PROVIDED PASSAGE Start Marker

Position-dependent effects of regioisomeric methylated adenine and guanine ribonucleosides on translation

Abstract

Reversible methylation of the N6 or N1 position of adenine in RNA has recently been shown to play significant roles in regulating the functions of RNA. RNA can also be alkylated upon exposure to endogenous and exogenous alkylating agents. Here we examined how regio-specific methylation at the hydrogen bonding edge of adenine and guanine in mRNA affects translation. When situated at the third codon position, the methylated nucleosides did not compromise the speed or accuracy of translation under most circumstances. When located at the first or second codon position, N1-methyladenosine (m1A) and m1G constituted robust blocks to both Escherichia coli and wheat germ extract translation systems, whereas N2-methylguanosine (m2G) moderately impeded translation. While m1A, m2G and N6-methyladenosine (m6A) did not perturb translational fidelity, O6-methylguanosine (m6G) at the first and second codon positions was strongly and moderately miscoding, respectively, and it was decoded as an adenosine in both systems. The effects of methylated ribonucleosides on translation could be attributed to the methylation-elicited alterations in base pairing properties of the nucleobases, and the mechanisms of ribosomal decoding contributed to the position-dependent effects. Together, our study afforded important new knowledge about the modulation of translation by methylation of purine nucleobases in mRNA.

Figure 1.

Experimental outline. (A) Chemical structures of A, m¹A, m⁶A, G, m¹G, m²G and m⁶G. ‘Rib’ indicates ribose. (B) A schematic diagram illustrating the procedures employed for assessing the impact of the methylated ribonucleosides on translation. ‘X’ indicates a methylated adenosine or guanosine. ‘RBS’ and ‘STOP’ designate the ribosome binding site and the stop codon, respectively. Only the mRNA containing an m¹G, m²G, m⁶G or G at the first position of sixth codon of the mRNA, as well as the wild-type peptide product MVGAGGVGK and the competitor peptide product MVVGAGGVGK are shown.

PROVIDED PASSAGE End Marker
STORED DATA Start Marker

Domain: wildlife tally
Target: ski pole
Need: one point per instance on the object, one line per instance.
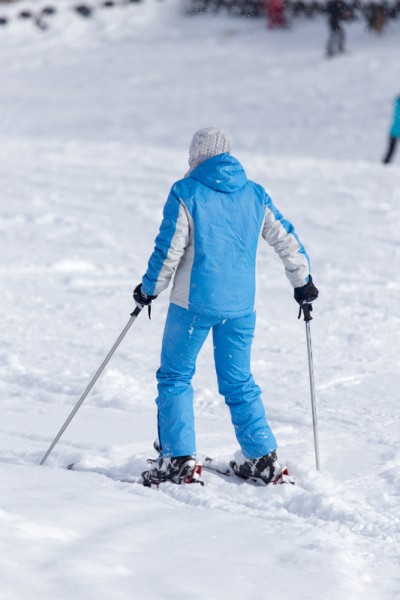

STORED DATA End Marker
STORED DATA Start Marker

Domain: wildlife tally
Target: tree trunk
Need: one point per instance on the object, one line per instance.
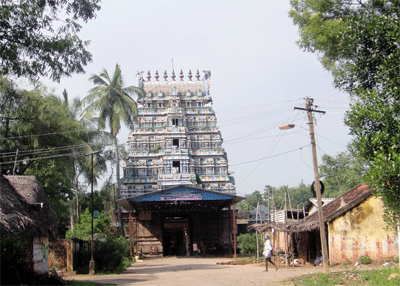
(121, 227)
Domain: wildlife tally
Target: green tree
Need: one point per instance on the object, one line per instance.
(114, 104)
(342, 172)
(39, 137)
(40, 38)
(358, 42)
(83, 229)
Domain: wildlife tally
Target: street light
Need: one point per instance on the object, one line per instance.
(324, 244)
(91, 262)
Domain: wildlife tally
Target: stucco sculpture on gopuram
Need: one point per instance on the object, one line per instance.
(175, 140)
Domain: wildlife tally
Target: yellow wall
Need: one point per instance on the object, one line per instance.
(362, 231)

STORED DATA End Marker
STORED DATA Start Marker

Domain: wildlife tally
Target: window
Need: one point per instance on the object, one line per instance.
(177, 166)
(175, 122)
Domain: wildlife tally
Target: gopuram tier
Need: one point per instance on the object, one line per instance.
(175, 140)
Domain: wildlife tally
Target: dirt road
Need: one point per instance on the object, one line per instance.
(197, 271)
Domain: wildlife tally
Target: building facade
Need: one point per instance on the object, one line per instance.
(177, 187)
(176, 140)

STORED DATA End Marker

§ PARTS OF THE EXERCISE:
(a) Write out the section of the methylated ribonucleosides text starting at "Experimental outline. (A)" and ending at "MVVGAGGVGK are shown.", word for word.
(b) Pick up the text on methylated ribonucleosides and translation where it stops, and keep writing.

§ WRITTEN ANSWERS:
(a)
Experimental outline. (A) Chemical structures of A, m¹A, m⁶A, G, m¹G, m²G and m⁶G. ‘Rib’ indicates ribose. (B) A schematic diagram illustrating the procedures employed for assessing the impact of the methylated ribonucleosides on translation. ‘X’ indicates a methylated adenosine or guanosine. ‘RBS’ and ‘STOP’ designate the ribosome binding site and the stop codon, respectively. Only the mRNA containing an m¹G, m²G, m⁶G or G at the first position of sixth codon of the mRNA, as well as the wild-type peptide product MVGAGGVGK and the competitor peptide product MVVGAGGVGK are shown.

(b)
Figure 2.

Representative LC-MS results for monitoring the influence of m⁶G on translation. The relative abundances of the wild-type peptide product MVGAGGVGK (i.e. 9AA-WT), the mutant product MVGAGSVGK (i.e. 9AA-Mu) and the competitor peptide product MVVGAGGVGK (i.e. 10AA-Comp) from the reconstituted Escherichia coli translation reactions, where GGC and m⁶GGC were used as the sixth codon of the unmodified (A) and the m⁶G-bearing (B) mRNA templates, respectively. ‘RT’, retention time; ‘MA’, peak area found in the selected-ion chromatogram for monitoring the formation of the [M+2H]²⁺ ions of the peptide products. (C) The MS/MS of the [M+2H]²⁺ ion of the mutant peptide product MVGAGSVGK from the reconstituted E. coli translation reaction, where m⁶GGC was the sixth codon of the m⁶G-bearing mRNA template.

Figure 3.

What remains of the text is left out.